Material for this task
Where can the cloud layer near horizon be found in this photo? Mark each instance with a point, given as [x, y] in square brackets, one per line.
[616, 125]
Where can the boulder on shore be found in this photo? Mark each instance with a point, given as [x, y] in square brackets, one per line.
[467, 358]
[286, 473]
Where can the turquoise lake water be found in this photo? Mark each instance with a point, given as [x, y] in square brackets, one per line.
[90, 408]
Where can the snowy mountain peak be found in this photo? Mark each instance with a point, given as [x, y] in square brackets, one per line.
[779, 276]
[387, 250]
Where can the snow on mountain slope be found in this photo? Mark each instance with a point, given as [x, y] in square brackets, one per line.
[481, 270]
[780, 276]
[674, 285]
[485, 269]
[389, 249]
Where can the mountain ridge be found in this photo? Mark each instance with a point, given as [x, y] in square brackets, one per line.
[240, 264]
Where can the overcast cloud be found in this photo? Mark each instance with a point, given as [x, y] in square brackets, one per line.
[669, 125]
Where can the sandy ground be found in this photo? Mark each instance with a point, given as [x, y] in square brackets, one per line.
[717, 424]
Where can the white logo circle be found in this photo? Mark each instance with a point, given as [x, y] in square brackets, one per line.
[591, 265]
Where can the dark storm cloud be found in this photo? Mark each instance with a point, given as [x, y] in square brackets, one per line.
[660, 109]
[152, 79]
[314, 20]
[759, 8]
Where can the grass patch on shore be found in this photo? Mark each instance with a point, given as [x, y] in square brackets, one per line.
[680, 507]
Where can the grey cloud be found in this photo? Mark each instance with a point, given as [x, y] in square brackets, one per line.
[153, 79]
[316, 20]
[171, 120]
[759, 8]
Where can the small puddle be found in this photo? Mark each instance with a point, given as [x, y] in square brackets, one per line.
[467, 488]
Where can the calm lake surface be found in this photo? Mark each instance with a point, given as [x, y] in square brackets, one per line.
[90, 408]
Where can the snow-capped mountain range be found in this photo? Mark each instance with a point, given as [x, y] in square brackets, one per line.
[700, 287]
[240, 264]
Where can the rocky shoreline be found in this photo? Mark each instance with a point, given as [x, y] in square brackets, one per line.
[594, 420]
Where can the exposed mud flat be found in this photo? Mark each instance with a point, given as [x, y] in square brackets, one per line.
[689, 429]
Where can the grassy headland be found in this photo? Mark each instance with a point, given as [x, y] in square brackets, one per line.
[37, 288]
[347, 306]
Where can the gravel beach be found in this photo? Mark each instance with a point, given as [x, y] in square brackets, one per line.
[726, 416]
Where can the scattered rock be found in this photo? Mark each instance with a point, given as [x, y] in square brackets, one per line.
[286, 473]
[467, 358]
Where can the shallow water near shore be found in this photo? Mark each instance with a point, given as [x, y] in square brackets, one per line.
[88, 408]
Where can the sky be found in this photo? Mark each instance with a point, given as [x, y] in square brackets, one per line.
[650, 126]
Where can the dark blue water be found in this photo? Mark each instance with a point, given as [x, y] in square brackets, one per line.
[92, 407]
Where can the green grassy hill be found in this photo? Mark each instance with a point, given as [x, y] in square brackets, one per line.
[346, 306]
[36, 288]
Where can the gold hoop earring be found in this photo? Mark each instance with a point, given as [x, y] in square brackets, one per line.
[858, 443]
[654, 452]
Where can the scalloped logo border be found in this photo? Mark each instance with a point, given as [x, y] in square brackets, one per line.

Assignment
A faithful copy of the lines from the line containing "Where can the gold" to the end of the data should be set down, both ends included, and nothing more.

Solution to this exercise
Where can the gold hoop earring be found in this photo? Mark each instance with a point, given as [x, y] in square brackets, one per line.
[858, 443]
[654, 452]
Where can the scalloped logo border be found in this photo? Mark each instance with a point, given as [x, y] in square brackets, one per line.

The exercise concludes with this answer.